Rewrite the entries from the start through the line holding "[131,119,172,156]", inclusive, keeping every line and the requests unchanged. Multiply each bounding-box coordinate in the answers by 0.2 and round it to a whole number, with halves rounded up.

--

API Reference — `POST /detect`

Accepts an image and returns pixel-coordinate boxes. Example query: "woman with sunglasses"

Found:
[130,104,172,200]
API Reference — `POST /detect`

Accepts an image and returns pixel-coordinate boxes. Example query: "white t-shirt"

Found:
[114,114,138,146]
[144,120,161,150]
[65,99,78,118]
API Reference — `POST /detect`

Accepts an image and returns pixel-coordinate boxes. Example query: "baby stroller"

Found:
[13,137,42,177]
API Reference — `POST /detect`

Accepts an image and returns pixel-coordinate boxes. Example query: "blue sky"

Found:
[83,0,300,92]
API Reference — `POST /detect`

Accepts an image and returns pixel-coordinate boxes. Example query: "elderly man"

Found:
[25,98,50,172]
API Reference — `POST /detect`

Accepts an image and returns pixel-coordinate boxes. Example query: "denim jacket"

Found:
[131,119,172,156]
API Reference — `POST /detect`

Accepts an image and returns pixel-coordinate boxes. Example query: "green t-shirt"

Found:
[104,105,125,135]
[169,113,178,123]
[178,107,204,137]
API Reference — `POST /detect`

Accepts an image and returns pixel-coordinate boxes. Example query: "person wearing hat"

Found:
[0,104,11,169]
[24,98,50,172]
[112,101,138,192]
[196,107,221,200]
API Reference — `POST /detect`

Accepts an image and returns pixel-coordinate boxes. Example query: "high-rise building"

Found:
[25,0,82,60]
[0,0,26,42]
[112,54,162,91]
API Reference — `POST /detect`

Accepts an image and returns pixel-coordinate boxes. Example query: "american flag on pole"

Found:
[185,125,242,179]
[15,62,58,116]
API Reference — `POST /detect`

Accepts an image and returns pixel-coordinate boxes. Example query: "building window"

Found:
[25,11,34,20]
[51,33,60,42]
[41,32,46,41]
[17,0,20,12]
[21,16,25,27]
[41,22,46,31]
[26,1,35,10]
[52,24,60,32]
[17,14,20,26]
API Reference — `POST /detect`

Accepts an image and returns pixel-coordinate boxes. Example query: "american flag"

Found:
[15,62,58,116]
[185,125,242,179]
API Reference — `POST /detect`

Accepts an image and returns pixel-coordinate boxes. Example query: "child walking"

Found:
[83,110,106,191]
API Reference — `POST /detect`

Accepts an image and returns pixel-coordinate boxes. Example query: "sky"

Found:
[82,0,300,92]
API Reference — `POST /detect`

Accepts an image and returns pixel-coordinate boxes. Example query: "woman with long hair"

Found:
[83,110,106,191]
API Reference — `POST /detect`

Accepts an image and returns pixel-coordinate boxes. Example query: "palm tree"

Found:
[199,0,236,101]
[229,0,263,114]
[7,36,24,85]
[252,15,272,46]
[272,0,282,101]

--

RESPONSE TO THE EXERCISE
API Reference — `POST /detect`

Accepts an image and returns pixel-coordinate boxes. Example query: "woman with sunglasses"

Found:
[26,21,34,40]
API Reference — `POST /detect`

Accepts an image and returns pixel-coordinate boxes. Example query: "white t-shirt"

Found:
[23,23,28,29]
[29,24,32,30]
[13,20,16,24]
API Reference — `POST /detect`

Accepts an image and returns pixel-coordinate boxes. Example query: "baby stroller"

Found:
[3,27,8,35]
API Reference — `POST /detect`

Accepts an image and returns pixel-coordinate boxes. Example query: "blue sky"

Found:
[17,0,60,18]
API Reference — `POST /detect`

Accepts an image and returns pixel-coordinate boxes. Example query: "elderly man"

Found:
[5,20,10,34]
API Reference — `POST /detect`

Accepts an image and returns pixel-coordinate boxes. Example query: "denim jacket"

Found:
[26,24,34,31]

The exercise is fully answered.